For those of us on Earth, adjusting to a new normal, like extended periods of working from home and disruptions to well-established routines, have created a sensation that time has no meaning.
Astronauts experience a different kind of time warp when they travel to space and spend six months or longer living on the International Space Station. From the perspective of their low-Earth orbit, the crew witnesses 16 sunrises and 16 sunsets per day.
The astronauts’ 12-hour workdays are scheduled down to five-minute increments as they work on experiments, maintain the space station, and conduct routine maintenance and cleaning.
Breaking the record for the longest single spaceflight by a woman, NASA astronaut Christina Koch spent 328 days in space between March 2019 and February 2020.
“We have a saying in long duration spaceflight that ‘it’s a marathon, not a sprint,'” Koch told CNN. “In my mind, I just change it to, ‘it’s an ultra-marathon, not a marathon.’ And I made sure to let the people around me know that I would probably need help at some point, and I would probably rely on them for different things and that it might not be easy every single day.”

ABOUT THIS EXERCISE —
Pick up the passage on how astronauts experience time in space and continue it past its last sentence. The listing after this is separate material and has no connection to the passage on astronauts and time.

INFORMATION SHOWN —
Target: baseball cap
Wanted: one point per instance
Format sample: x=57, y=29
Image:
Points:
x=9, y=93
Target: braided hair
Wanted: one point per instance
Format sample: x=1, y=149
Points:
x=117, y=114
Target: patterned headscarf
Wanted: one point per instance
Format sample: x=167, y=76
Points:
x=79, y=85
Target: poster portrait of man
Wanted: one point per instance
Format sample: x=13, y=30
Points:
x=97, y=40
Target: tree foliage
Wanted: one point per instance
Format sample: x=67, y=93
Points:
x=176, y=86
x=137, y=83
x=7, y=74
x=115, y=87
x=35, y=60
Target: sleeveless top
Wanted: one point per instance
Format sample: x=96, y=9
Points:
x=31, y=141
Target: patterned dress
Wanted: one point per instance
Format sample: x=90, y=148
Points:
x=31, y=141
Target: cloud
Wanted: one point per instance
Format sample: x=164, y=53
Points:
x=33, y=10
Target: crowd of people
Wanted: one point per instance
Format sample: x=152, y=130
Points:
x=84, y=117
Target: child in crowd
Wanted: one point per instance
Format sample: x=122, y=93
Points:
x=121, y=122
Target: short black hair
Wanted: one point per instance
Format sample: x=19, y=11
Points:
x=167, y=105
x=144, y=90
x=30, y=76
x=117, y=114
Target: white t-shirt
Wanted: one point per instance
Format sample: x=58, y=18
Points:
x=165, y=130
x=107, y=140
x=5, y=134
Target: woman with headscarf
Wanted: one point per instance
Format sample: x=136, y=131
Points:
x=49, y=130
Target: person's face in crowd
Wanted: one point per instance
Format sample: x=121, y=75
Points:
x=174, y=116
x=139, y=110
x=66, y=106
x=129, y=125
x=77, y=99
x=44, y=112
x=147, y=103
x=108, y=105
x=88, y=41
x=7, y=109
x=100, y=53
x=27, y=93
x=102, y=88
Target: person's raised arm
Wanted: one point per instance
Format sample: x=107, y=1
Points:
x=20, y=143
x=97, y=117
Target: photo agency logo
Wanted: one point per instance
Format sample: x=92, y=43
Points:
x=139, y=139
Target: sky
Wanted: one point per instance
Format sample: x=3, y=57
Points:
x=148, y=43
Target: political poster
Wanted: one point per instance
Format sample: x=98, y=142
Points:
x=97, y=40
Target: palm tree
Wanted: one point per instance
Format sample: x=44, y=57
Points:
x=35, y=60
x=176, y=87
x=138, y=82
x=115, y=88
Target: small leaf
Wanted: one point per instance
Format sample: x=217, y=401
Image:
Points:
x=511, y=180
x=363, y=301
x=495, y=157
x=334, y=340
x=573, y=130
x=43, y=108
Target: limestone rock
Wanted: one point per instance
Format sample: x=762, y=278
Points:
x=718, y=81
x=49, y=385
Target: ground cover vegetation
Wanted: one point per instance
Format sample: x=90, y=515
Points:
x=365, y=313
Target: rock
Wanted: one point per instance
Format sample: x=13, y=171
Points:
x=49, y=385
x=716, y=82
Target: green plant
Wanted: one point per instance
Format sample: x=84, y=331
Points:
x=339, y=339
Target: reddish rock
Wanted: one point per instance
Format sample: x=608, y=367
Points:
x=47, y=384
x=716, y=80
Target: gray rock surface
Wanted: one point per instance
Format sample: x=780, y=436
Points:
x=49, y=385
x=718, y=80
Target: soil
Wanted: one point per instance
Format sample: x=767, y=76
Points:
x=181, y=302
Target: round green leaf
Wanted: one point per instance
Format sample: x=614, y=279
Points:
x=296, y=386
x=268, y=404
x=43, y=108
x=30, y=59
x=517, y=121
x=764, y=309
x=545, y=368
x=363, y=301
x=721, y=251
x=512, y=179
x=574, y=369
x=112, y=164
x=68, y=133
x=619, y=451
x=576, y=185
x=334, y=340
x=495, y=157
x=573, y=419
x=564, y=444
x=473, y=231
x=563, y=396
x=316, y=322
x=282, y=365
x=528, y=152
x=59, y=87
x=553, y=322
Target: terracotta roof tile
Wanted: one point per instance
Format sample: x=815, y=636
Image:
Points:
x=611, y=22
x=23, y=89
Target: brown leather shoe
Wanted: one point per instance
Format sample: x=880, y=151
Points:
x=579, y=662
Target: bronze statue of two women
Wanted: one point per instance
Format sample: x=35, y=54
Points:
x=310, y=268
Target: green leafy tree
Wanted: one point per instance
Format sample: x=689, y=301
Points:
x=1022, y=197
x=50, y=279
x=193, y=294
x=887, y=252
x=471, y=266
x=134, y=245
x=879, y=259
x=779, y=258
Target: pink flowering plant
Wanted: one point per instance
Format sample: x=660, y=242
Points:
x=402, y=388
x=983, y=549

RESULT FOR THIS EXERCISE —
While preparing for her record-breaking mission, Koch spoke with fellow NASA astronaut Scott Kelly, who still holds the all-time record with 340 days in space. Kelly reminded Koch that it was crucial to pace herself and be vocal about what she needed in order to recharge. These tips, and the ones that follow, hold true whether you’re in zero gravity or stuck earthbound in a global pandemic.
“We have a lot of psychological countermeasure programs on board: video conferences with our families, the music and TV shows we like being uploaded, and even the workday is all designed to kind of sustain a six-month mission,” Koch said.
“It’s really up to us to let the ground (crew) know what are the psychological countermeasures that we can utilize to keep someone operating at peak performance even longer than what a typical mission is.”
How time passes in space
Dynamic events, like video calls with family, conducting spacewalks outside of the space station, or even celebrating holidays, help the crew distinguish their days and avoid the time warp caused by repetition, Koch said.
“Even if you’re really busy, like we were, the fact that we weren’t seeing new things, smelling new things (and that) our sensory inputs weren’t changing is really what made it feel kind of like that time warp,” she said. Sounds familiar, right?
Koch, along with NASA astronaut Jessica Meir, conducted the first all-female spacewalk in October 2019. During her 11-month stay on the space station, Koch conducted six spacewalks and spent 42 hours and 15 minutes outside of the station.
Yet in Koch’s recollection of her tour of duty, the spacewalks play an outsize role in what she experienced. “When I think back, in my mind, half the time I was doing spacewalks,” Koch said. “But in reality, that was such a small part of what we did. It feels like such a big part in terms of my memories and the experiences that I had up there.”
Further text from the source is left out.